GIVEN INSTRUCTION: Can you copy out, word for word and nothing else, the lines from the one containing "of the twig" up to and including the one containing "13), (137, 255)]"?

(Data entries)
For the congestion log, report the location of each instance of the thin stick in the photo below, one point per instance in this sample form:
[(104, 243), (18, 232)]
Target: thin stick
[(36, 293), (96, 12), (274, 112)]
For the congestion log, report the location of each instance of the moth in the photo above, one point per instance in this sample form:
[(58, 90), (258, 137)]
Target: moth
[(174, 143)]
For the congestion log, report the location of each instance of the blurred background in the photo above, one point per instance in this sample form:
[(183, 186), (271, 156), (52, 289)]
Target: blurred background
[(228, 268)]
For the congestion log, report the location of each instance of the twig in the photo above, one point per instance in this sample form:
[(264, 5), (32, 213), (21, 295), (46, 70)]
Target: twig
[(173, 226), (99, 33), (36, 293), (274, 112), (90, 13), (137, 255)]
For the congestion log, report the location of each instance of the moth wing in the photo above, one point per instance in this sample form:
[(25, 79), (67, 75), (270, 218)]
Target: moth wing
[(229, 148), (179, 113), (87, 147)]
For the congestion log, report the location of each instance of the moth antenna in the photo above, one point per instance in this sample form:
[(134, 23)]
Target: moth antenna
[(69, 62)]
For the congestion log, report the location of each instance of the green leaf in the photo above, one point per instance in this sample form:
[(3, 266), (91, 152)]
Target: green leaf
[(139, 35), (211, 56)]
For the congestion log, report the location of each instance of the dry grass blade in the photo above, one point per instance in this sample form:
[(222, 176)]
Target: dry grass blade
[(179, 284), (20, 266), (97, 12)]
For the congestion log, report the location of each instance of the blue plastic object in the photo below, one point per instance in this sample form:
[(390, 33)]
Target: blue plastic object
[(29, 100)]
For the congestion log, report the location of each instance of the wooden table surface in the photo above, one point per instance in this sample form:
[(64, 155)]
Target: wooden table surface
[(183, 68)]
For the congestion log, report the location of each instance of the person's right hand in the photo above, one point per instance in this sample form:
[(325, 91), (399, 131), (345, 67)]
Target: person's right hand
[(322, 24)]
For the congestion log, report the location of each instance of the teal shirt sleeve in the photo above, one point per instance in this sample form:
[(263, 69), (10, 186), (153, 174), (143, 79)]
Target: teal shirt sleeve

EXERCISE OUTPUT:
For the congestion log, report the location of each instance of the twig in the photo above, one point per instance in this sample form:
[(264, 5), (32, 213), (21, 295), (46, 70)]
Target: twig
[(173, 226), (99, 33), (36, 293), (274, 112), (90, 13), (137, 255)]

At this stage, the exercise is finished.